BEGIN DATA IN THIS EXERCISE
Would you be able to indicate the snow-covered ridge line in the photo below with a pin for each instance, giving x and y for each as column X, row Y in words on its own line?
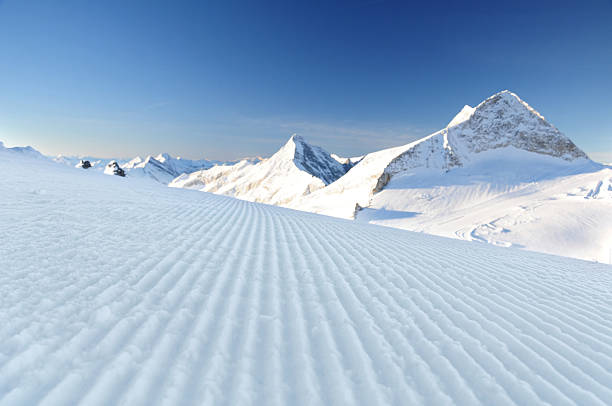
column 295, row 170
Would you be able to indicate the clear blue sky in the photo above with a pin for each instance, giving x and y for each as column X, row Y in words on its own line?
column 229, row 79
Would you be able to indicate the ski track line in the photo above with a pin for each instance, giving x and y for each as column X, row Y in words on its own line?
column 447, row 276
column 364, row 260
column 464, row 361
column 365, row 323
column 153, row 296
column 167, row 350
column 176, row 316
column 112, row 329
column 577, row 393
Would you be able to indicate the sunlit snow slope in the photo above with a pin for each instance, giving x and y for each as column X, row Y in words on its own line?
column 117, row 291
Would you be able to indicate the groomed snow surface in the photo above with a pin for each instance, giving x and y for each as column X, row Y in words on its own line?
column 125, row 292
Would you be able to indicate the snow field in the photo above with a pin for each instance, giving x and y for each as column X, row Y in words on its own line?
column 116, row 292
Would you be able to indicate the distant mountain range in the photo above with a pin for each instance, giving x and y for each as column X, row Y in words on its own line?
column 498, row 172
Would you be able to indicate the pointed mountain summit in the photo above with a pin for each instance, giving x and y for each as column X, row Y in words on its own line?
column 310, row 159
column 295, row 170
column 501, row 124
column 505, row 120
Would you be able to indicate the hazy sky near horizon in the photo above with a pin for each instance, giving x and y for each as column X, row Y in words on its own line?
column 228, row 79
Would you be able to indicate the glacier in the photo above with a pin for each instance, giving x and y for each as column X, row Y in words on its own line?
column 123, row 291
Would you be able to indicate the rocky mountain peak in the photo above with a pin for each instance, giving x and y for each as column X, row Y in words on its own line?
column 311, row 159
column 504, row 120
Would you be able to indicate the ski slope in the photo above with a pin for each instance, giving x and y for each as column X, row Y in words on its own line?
column 129, row 293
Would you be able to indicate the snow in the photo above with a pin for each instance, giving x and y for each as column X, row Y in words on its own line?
column 162, row 168
column 544, row 204
column 295, row 170
column 117, row 291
END DATA IN THIS EXERCISE
> **TASK PROMPT**
Extract every item above word for word, leaving out the pictures.

> **COMPLETE OUTPUT**
Would you be able to indicate the snow-covered ridge line in the photo below with a pin for each instance, giving x and y for each as column X, row Y in words on its own line?
column 295, row 170
Would you be able to indicate the clear blue sky in the photo above with a pin for each instance, giving x and y for each as column X, row Y in words on its own line?
column 229, row 79
Would you be able to indicate the ski track line in the photo above with a pin for each instance, giving x and y for each as column X, row Y in words on its own line?
column 447, row 276
column 364, row 260
column 464, row 361
column 365, row 323
column 153, row 296
column 167, row 350
column 176, row 316
column 112, row 329
column 577, row 393
Would you be able to indicate the sunlit snow slope in the photo above with a pin for each instance, giving x and y for each as column X, row Y in words on its own line?
column 117, row 291
Would you be able to indicate the groomed snow surface in the photo above with a pin for each instance, giving x and y for each as column X, row Y in words on its own line?
column 125, row 292
Would you be able to indicate the snow field in the photo above with a pin for each instance, giving x and y for each as column X, row Y in words on its own line?
column 116, row 292
Would you be able to indicate the distant mountain range in the photo above with a pin for each instance, giving x and y for each as column X, row Y in words on its own line?
column 498, row 172
Would you be able to indicate the pointed mountain summit in the photo above with a pin for each instance, giving x and y for each as column X, row Y in words on its own line?
column 310, row 159
column 295, row 170
column 501, row 124
column 505, row 120
Would you be able to indicate the hazy sky near horizon in the photo above with a pin for each instance, giving x and y for each as column X, row Y in words on its own line?
column 228, row 79
Would you be able to indicate the glacier in the photo above with a pin for each instance, giving x and y for each as column X, row Y in words on its own line?
column 123, row 291
Would you be able to indicate the rocky mountain peak in the photo above with a pin for each instance, giving x and y for each as column X, row Y in words on its own line?
column 311, row 159
column 504, row 120
Would you be able to indicate the ski slope in the photo above with a pin for each instance, giving x and y for each as column X, row Y in words on its own line?
column 129, row 293
Would you be able to indicate the snow in the photo above with a pin for each instance, giving x and y for each as column X, row Y in words on its own line?
column 162, row 168
column 544, row 204
column 295, row 170
column 117, row 291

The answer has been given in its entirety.